Text section:
···
Are you looking for the 2nd derivative? While diff calculates the one-sided differential quotient, gradient uses the two-sided inside the interval:
gradient(gradient(y))
If you mean the curvature as reciprocal radius of the local fitting circle:
dx = gradient(x);
ddx = gradient(dx);
dy = gradient(y);
ddy = gradient(dy);
num = dx .* ddy - ddx .* dy;
denom = dx .* dx + dy .* dy;
denom = sqrt(denom) .^ 3;
curvature = num ./ denom;
curvature(denom < 0) = NaN;
Please test this, because I'm not sure if I remember the formulas correctly.
3 Comments
Matt J
on 16 Jan 2013
CONV might be better then. GRADIENT is kind of slow
conv(x,[.25 0 -.5 0 .25],'same')
Therefore I'm using an efficient C-Mex function: FEX: DGradient, which is 10 to 20 times faster and handles unevenly spaced data more accurate.
x = rand(1, 1e6);
tic; ddx = gradient(gradient(x)); toc
tic; ddx = DGradient(DGradient(x)); toc
tic; ddx = conv(x,[.25 0 -.5 0 .25],'same'); toc
Elapsed time is 0.251547 seconds.
Elapsed time is 0.025728 seconds.
···
Dataset extract:
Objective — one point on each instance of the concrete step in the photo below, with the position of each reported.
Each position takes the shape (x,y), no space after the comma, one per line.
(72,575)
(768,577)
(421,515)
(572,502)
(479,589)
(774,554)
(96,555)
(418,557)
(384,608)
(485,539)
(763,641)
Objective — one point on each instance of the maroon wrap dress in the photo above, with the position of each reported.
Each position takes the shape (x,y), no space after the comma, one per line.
···
Set of tasks:
• 1. Please sum up the curvature thread in two sentences.
• 2. According to the curvature thread, how much faster than gradient is DGradient?

The answers:
• 1. The curvature thread suggests applying gradient twice to get a second derivative, since gradient uses a two-sided differential quotient inside the interval where diff uses a one-sided one, and it gives code for curvature as the reciprocal radius of the local fitting circle. A comment calls gradient slow and proposes conv instead, and a C-Mex function, DGradient, is described as 10 to 20 times faster and more accurate with unevenly spaced data.

• 2. It is 10 to 20 times faster.